WHAT IS ASKED
Pick out every line in the items below that contains the word "blurred", and copy those lines.

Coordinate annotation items
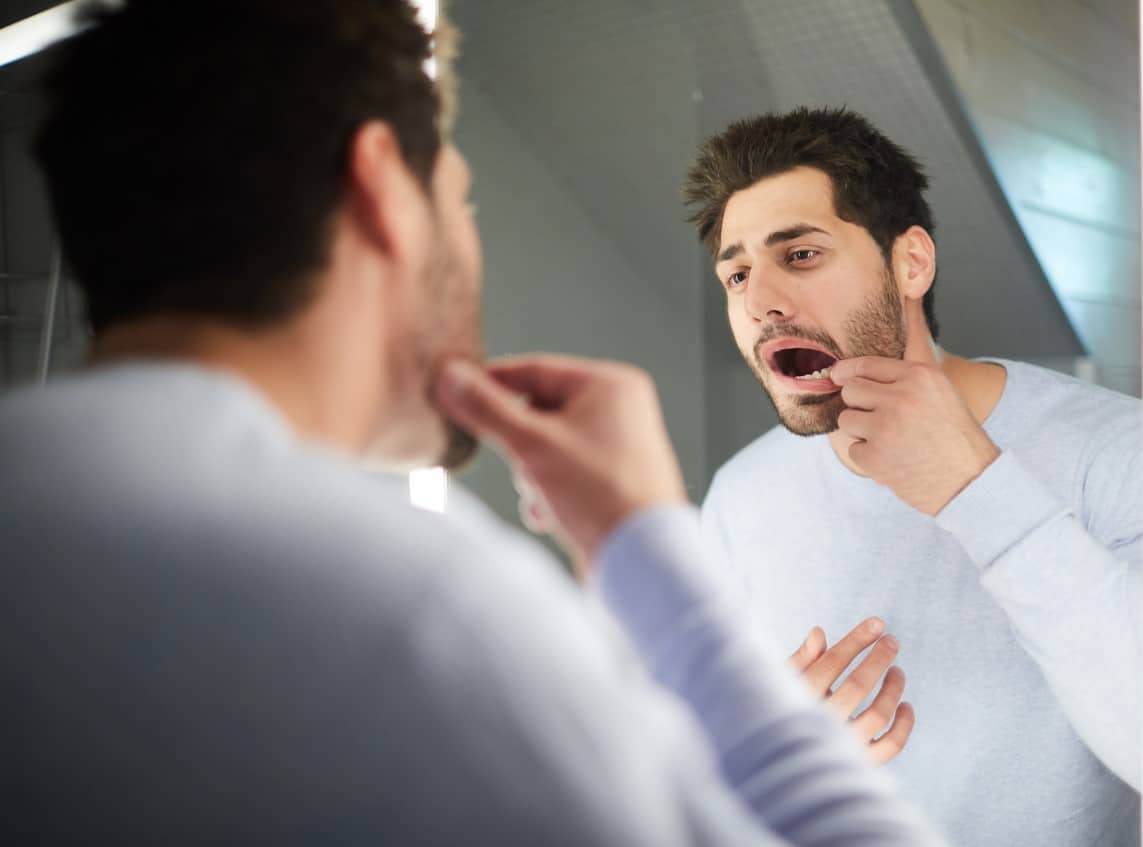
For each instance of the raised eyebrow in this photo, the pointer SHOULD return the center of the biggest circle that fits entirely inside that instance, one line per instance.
(732, 252)
(792, 233)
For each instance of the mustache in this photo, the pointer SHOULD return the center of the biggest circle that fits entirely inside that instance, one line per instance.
(773, 332)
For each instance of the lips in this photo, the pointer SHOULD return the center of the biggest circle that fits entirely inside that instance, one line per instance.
(799, 364)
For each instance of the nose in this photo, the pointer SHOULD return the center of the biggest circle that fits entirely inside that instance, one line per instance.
(767, 298)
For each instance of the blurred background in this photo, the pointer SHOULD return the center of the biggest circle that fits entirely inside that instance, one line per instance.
(580, 118)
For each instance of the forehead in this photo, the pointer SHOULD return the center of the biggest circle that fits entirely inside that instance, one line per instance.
(802, 194)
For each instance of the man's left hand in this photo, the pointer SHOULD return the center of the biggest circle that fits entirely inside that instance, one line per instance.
(913, 431)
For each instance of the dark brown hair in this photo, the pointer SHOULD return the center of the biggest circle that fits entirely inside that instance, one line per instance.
(196, 150)
(876, 183)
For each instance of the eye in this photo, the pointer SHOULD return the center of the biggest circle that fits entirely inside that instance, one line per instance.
(802, 255)
(736, 279)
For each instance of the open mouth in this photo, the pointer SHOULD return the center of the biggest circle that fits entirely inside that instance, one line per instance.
(804, 362)
(796, 360)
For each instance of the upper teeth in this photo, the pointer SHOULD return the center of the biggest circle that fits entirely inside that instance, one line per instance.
(816, 375)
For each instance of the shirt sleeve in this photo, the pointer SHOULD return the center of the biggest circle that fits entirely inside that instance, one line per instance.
(1073, 600)
(786, 758)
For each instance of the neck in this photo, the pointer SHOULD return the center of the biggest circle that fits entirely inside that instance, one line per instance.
(282, 362)
(980, 385)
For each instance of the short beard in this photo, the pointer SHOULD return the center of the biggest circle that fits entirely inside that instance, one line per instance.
(877, 328)
(460, 447)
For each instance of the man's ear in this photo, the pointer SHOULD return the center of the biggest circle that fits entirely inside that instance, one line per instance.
(382, 191)
(914, 262)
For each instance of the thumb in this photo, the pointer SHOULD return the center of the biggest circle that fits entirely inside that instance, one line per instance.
(474, 400)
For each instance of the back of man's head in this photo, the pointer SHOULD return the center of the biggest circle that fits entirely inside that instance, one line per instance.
(194, 150)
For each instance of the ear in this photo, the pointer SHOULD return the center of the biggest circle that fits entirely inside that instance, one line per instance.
(382, 191)
(914, 262)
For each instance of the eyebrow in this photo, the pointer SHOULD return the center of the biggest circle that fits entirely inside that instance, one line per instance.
(775, 238)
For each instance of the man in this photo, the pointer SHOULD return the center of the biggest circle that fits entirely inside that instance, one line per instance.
(986, 511)
(217, 628)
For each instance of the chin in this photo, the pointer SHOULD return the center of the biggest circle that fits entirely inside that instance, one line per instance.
(809, 414)
(460, 447)
(438, 442)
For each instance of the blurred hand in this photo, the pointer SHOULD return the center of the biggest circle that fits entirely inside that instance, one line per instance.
(821, 668)
(585, 439)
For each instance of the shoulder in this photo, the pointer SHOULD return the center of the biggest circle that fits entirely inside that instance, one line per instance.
(1064, 406)
(767, 454)
(1087, 438)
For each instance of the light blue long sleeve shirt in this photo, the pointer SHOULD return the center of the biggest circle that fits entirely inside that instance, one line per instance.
(1017, 608)
(214, 632)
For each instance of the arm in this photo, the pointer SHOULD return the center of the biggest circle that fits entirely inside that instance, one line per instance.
(594, 449)
(1073, 601)
(788, 759)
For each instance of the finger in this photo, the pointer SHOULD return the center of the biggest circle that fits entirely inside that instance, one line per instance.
(534, 511)
(877, 717)
(862, 393)
(809, 650)
(857, 423)
(862, 681)
(894, 741)
(824, 672)
(482, 406)
(870, 367)
(548, 378)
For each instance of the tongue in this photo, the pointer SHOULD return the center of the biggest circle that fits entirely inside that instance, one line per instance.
(807, 361)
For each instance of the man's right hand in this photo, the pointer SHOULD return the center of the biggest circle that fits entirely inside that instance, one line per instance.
(586, 438)
(822, 666)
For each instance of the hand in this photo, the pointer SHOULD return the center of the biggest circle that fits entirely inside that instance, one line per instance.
(821, 668)
(588, 444)
(912, 431)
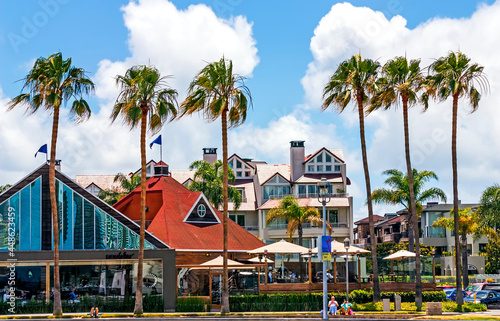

RESULT OF THE TASK
For each instance of the blurred background in this photo, the pointer SHOULD return the center of the biggest circle that fits entirely inside that instance, one line per instance.
For each instance of the blurred hand in this photo, the pointer SHOULD return the center of the biggest circle that fits entirely inside that instance, one line per instance.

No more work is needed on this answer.